◆ Dataset entries ◆

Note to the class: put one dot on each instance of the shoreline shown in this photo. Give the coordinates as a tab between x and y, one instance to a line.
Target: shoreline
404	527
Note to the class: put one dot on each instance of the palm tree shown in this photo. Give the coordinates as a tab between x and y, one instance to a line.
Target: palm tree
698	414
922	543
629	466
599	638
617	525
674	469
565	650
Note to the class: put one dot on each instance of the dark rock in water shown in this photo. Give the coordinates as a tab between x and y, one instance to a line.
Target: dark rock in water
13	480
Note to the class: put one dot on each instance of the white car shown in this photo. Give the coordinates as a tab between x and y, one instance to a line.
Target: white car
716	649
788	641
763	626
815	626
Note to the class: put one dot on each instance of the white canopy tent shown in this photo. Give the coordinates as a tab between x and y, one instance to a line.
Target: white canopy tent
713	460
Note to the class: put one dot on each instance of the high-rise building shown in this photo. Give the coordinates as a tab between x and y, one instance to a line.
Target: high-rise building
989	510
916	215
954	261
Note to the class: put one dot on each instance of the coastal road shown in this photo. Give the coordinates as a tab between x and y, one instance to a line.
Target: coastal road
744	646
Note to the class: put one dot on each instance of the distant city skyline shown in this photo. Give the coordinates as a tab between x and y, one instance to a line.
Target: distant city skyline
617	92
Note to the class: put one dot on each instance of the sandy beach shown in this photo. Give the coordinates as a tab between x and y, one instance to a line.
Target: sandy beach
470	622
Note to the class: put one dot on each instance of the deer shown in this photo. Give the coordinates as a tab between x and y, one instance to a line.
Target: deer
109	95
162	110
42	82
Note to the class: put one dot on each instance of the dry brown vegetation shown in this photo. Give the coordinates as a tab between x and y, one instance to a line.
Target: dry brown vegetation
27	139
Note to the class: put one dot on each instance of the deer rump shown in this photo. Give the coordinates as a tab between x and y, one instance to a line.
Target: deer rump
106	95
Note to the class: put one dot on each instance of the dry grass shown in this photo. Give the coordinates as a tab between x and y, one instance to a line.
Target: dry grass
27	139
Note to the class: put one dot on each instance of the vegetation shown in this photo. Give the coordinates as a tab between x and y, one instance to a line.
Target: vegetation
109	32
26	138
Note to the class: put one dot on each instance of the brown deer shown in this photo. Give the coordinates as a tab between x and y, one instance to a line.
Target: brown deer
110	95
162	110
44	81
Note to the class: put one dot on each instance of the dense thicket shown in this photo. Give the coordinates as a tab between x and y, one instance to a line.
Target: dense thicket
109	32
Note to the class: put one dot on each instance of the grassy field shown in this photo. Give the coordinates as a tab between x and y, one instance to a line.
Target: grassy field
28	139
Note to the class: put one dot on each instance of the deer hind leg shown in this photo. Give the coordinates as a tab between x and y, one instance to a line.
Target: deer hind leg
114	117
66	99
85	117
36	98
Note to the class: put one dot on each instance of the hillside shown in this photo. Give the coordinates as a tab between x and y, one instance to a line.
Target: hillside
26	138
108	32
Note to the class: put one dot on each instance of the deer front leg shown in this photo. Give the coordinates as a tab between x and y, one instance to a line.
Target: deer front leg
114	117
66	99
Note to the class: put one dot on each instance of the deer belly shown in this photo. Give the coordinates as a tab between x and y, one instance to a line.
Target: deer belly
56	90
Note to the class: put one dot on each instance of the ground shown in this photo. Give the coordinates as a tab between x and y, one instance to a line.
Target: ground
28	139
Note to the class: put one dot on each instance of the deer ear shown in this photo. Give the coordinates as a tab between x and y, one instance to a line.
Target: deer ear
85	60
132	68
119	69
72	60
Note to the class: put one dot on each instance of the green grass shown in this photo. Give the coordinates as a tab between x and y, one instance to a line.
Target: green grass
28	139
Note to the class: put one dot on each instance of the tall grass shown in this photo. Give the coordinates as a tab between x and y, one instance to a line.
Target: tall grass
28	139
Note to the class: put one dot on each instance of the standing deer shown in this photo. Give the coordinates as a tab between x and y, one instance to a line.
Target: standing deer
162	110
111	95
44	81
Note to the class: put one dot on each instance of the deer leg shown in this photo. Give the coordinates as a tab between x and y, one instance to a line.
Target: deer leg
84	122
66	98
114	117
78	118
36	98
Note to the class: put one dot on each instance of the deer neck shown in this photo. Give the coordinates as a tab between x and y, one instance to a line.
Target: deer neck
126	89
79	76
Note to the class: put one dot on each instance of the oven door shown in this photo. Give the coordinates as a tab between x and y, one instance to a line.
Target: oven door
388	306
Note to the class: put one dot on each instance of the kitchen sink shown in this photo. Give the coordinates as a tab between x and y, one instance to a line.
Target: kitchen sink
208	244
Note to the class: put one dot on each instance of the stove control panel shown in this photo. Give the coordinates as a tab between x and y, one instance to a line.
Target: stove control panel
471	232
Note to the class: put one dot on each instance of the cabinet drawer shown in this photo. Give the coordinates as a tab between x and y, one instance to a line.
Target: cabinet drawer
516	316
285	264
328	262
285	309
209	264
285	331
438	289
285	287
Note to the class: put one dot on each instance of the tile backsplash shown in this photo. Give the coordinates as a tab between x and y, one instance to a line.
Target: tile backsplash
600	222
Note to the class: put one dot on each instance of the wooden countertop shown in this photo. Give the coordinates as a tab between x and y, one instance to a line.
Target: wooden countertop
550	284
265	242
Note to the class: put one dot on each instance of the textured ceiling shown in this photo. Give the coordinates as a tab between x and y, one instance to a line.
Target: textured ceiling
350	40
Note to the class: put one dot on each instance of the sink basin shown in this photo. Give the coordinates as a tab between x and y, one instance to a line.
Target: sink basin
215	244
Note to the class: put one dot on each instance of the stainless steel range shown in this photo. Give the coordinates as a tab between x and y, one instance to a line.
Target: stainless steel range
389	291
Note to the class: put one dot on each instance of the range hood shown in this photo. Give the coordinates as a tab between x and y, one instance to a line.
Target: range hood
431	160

◆ Stated exercise ◆
Starting at the line that contains "of the tile", print every line through the end of the listing, word for word. Leave out all the rest.

◆ Complete answer ◆
Note to the class: put one dot on each instance of the tile backsplash shown in this photo. Give the coordinates as a tab between x and y, one instance to a line.
Target: tile backsplash
600	222
Note to the class: put one dot on each instance of the wooden countertop shown in this photo. Give the coordinates as a tab between x and y, one instance to a line.
Target: wooden countertop
550	284
265	242
Note to the class: put one dot on each instance of the textured ceiling shown in this photo. Give the coordinates as a tab between x and y, one instance to a line.
Target: textured ceiling
350	40
Note to the class: put one dot on each instance of the sink basin shown in this photo. Give the coordinates as a tab between x and y, one instance to a line.
Target: sink basin
215	244
Note to the class: put one dot on each instance of the stainless steel range shown in this photo. Give the coordinates as a tab between x and y, one instance to a line.
Target: stainless steel range
389	291
Note to the class: put one dot on each instance of the range hood shown in this photo. Give the coordinates as a tab between x and y, one instance to a line.
Target: range hood
431	160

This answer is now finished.